PROMPT →
Using the records below, find how many lines hold the word "player" and reply with only that number.

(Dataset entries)
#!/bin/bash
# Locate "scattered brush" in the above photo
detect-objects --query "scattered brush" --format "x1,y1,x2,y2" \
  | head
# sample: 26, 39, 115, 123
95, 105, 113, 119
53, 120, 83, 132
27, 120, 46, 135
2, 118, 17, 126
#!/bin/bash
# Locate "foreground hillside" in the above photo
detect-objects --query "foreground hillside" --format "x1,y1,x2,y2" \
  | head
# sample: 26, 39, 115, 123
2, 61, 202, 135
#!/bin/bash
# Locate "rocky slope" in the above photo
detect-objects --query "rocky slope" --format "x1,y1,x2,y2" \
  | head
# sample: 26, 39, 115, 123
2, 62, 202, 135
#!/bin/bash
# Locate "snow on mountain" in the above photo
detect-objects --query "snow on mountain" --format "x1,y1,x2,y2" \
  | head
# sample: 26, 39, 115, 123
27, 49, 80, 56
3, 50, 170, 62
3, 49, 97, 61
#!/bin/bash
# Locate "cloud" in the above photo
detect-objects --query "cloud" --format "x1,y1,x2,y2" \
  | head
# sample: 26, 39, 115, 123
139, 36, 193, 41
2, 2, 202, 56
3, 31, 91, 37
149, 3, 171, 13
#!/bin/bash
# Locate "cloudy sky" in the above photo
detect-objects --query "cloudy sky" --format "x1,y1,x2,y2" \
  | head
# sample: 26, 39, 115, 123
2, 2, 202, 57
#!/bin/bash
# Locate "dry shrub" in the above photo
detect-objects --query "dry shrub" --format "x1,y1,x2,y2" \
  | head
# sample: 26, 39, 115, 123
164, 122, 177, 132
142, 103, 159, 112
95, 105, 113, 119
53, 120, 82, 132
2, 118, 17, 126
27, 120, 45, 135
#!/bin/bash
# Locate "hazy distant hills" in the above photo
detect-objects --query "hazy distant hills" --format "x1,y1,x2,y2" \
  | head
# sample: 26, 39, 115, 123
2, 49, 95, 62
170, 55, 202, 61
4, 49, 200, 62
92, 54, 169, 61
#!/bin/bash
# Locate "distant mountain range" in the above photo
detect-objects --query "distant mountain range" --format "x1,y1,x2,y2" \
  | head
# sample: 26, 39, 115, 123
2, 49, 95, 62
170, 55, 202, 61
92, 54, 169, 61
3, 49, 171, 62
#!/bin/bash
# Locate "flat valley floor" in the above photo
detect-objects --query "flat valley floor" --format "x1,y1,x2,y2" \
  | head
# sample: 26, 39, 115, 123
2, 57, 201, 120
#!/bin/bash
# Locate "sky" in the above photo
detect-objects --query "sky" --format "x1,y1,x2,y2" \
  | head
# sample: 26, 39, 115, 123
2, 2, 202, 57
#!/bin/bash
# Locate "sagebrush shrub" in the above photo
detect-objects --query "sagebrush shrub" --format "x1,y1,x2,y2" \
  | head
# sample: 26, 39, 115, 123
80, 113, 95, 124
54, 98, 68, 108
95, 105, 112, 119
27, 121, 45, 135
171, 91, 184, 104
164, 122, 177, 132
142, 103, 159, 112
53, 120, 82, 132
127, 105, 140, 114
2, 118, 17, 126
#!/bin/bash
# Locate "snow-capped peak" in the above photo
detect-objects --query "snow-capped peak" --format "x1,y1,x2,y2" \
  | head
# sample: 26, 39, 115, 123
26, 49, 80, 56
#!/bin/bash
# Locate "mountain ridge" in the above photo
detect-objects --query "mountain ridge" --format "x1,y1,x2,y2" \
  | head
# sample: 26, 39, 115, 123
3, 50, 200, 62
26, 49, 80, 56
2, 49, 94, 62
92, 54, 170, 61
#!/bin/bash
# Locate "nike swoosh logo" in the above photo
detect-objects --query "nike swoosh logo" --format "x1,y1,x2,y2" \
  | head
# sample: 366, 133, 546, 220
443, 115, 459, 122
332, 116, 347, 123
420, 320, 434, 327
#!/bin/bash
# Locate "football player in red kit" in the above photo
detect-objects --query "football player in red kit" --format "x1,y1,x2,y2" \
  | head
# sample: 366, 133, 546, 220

WRITTEN REPLY →
2